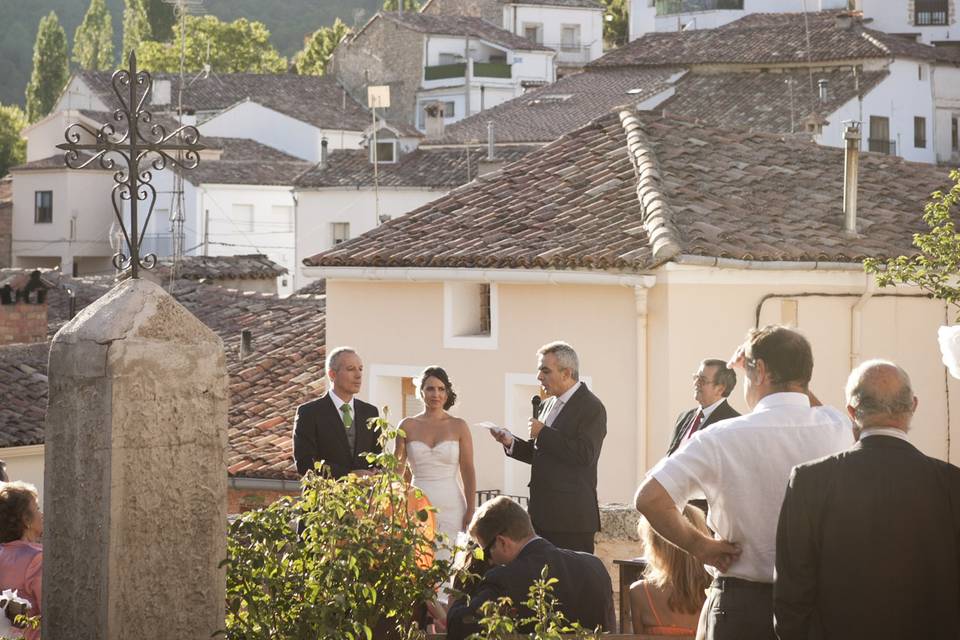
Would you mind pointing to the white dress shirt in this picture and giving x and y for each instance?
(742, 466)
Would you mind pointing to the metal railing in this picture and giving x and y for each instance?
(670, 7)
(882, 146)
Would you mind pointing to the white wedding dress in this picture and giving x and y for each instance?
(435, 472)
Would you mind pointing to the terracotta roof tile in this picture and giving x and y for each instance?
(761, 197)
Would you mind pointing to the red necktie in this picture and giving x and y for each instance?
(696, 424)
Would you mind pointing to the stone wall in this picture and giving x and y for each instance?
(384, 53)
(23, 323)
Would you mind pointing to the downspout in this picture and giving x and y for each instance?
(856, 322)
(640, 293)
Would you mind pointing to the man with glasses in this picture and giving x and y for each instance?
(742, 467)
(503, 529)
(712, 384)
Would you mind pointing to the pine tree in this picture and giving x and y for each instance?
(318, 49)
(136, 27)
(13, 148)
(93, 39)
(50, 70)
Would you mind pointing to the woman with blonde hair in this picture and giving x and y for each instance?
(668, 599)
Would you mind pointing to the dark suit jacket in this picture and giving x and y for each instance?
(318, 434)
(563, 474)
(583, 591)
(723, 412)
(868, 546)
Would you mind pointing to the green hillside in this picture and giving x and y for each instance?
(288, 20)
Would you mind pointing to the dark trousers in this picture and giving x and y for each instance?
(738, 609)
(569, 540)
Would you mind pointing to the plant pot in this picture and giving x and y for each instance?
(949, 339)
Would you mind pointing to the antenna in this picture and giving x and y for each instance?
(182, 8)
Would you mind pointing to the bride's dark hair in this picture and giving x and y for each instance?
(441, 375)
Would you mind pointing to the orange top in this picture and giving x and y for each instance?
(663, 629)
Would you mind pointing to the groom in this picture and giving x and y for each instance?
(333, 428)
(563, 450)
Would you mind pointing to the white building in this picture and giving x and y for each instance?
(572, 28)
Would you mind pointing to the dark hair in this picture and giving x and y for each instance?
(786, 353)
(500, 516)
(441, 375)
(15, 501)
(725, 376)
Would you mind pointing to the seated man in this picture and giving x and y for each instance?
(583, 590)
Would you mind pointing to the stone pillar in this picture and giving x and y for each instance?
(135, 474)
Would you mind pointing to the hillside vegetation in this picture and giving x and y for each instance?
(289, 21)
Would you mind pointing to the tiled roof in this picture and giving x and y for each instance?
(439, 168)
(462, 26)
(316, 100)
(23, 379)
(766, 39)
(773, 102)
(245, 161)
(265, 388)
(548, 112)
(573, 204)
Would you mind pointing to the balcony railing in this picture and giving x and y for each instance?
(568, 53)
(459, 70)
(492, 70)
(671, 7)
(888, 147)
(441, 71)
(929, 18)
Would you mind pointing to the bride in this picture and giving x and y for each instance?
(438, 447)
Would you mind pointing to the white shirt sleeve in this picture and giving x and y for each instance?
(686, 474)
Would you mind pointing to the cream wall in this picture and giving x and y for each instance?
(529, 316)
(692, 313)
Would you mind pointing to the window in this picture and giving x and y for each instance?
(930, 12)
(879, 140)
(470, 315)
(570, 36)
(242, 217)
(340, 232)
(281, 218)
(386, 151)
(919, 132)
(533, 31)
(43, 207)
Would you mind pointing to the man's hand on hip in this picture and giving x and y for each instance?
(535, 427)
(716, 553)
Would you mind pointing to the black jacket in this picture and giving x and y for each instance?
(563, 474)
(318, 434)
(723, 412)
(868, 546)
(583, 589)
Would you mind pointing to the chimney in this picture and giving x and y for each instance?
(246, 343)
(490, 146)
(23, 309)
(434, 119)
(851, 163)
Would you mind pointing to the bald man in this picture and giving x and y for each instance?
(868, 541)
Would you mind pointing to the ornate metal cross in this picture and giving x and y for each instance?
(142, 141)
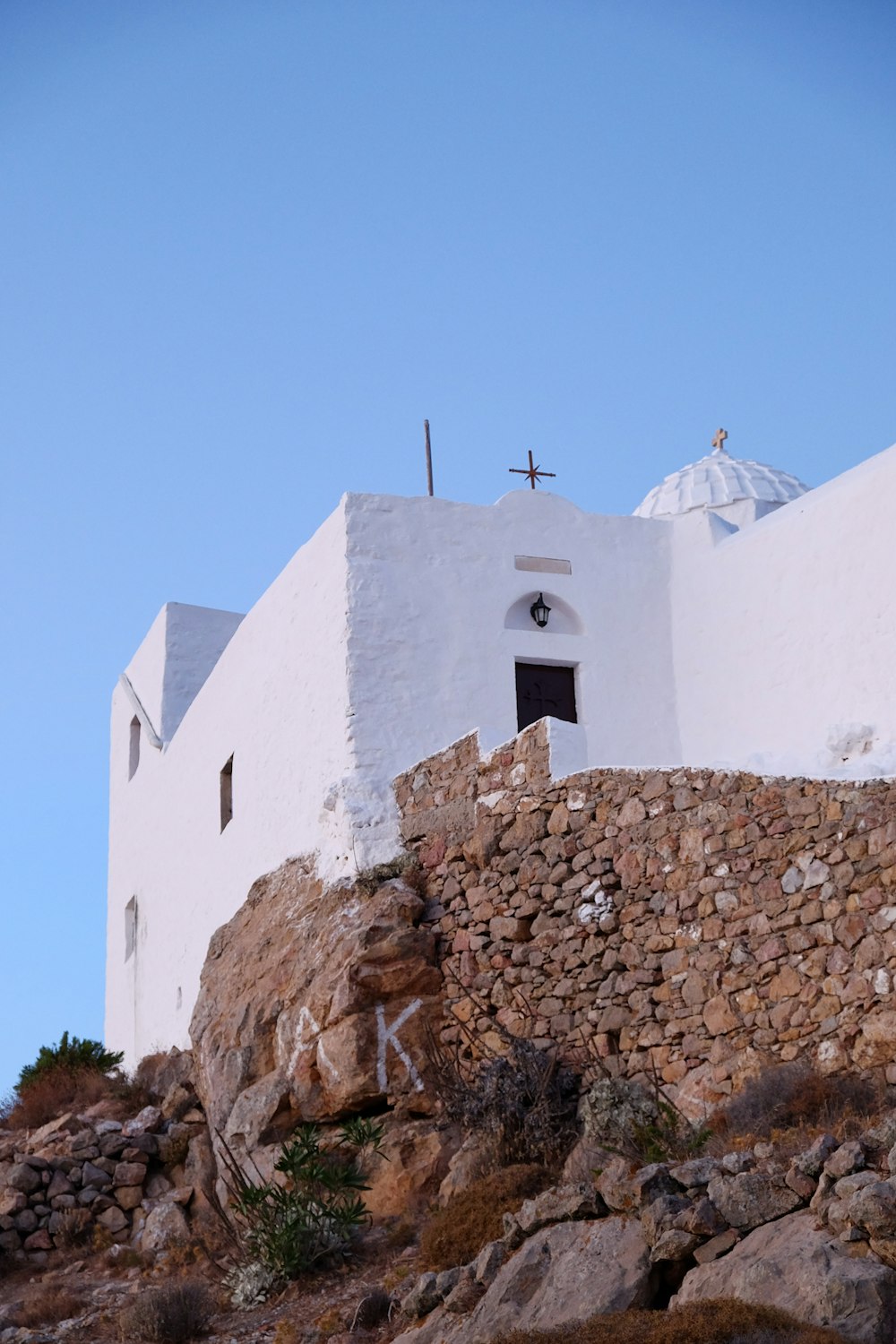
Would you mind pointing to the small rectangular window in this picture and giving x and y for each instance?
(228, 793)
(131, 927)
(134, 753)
* * * * * * * * *
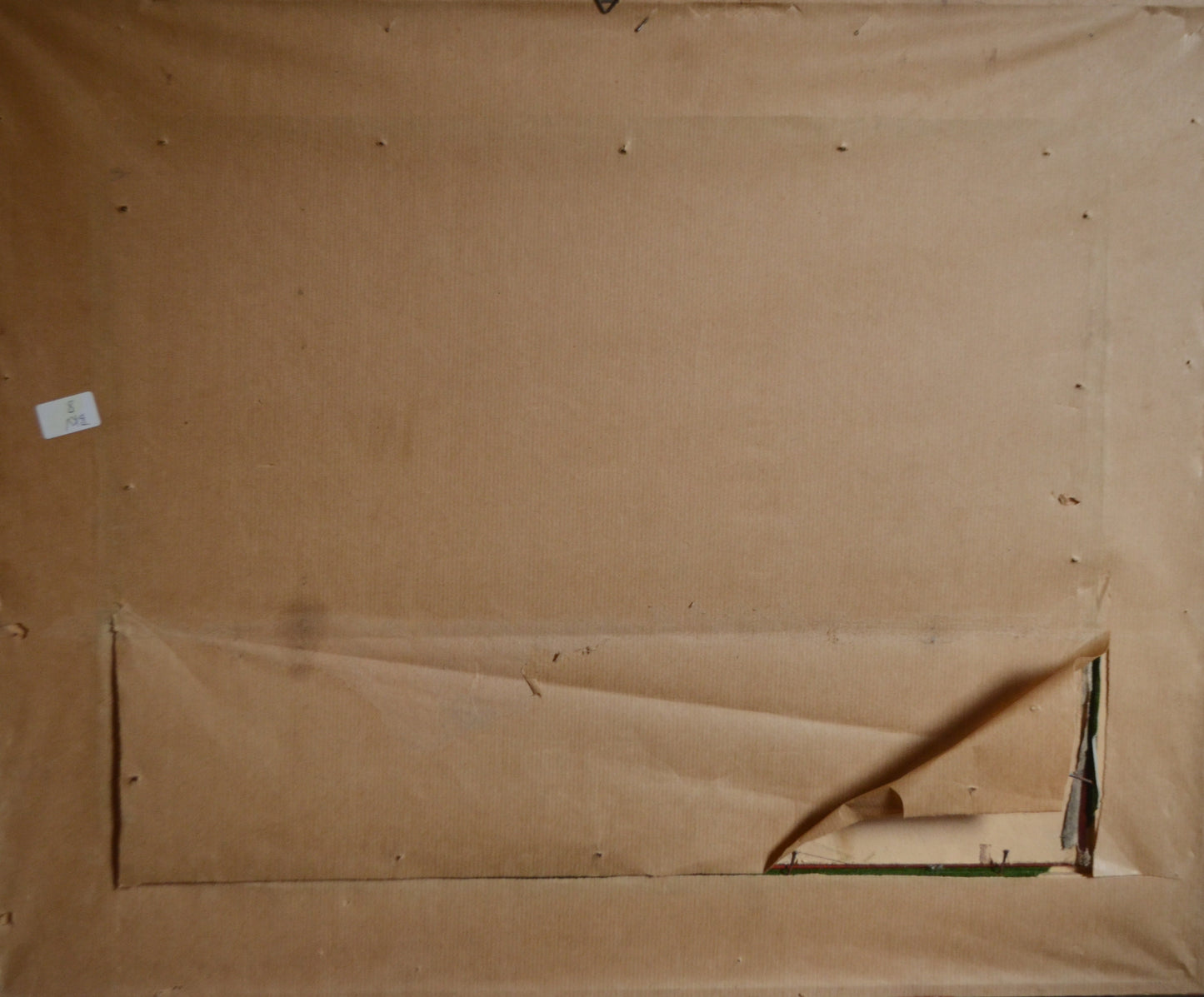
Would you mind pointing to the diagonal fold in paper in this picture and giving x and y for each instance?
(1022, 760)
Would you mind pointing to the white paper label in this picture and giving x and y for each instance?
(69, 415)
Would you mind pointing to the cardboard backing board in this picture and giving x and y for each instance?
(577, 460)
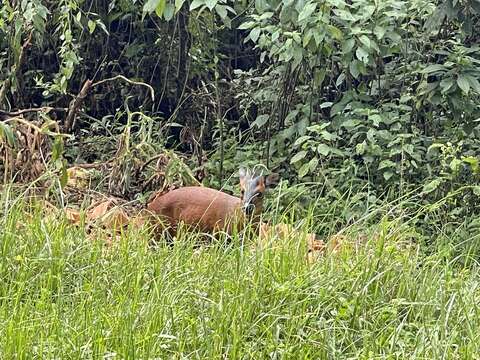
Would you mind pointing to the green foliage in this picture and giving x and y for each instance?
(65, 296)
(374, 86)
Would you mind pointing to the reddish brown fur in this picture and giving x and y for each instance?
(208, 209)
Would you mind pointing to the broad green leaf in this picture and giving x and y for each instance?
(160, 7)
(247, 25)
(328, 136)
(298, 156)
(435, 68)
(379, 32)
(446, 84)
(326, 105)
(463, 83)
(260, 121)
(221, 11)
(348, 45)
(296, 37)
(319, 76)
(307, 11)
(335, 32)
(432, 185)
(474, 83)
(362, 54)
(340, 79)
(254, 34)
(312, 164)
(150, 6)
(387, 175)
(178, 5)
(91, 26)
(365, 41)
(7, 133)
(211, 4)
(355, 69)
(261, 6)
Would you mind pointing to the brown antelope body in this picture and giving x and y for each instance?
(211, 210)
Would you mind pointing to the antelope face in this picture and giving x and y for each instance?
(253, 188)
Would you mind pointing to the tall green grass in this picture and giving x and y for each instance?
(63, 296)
* * * * * * * * *
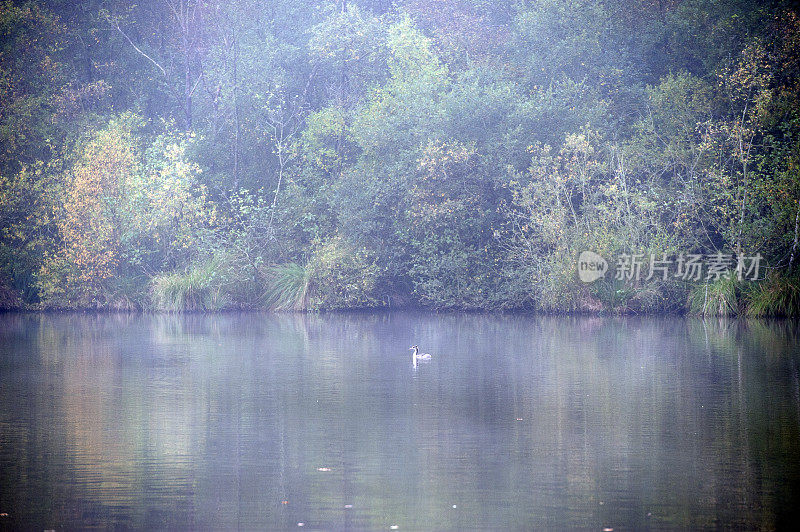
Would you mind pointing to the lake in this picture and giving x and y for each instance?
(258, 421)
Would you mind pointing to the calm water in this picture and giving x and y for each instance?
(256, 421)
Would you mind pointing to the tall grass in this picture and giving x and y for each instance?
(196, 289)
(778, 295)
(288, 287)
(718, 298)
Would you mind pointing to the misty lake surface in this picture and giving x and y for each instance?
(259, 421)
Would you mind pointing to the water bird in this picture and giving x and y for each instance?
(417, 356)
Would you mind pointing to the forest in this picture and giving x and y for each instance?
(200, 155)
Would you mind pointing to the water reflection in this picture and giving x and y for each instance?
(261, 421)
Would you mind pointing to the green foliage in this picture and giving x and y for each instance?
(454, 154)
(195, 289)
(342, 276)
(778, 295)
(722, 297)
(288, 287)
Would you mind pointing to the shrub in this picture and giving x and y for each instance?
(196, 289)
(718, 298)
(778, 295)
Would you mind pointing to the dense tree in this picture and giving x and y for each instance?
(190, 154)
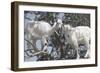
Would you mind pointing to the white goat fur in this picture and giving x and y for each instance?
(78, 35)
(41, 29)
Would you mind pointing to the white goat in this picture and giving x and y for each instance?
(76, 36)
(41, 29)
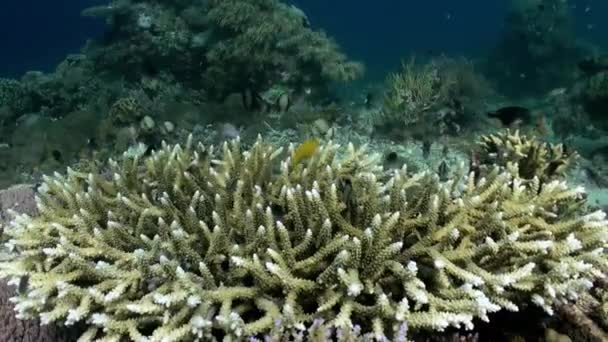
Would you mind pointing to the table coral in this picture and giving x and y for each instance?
* * * * * * * * *
SET PROBLEM:
Please return every line above that contains the string "shirt", copying each one in full.

ANSWER TO THE PROBLEM:
Would you mind pointing to the white dress shirt in this picture and giving x and y for each instance?
Would you mind pointing to the white shirt sleeve in this picture and giving x and y for each instance?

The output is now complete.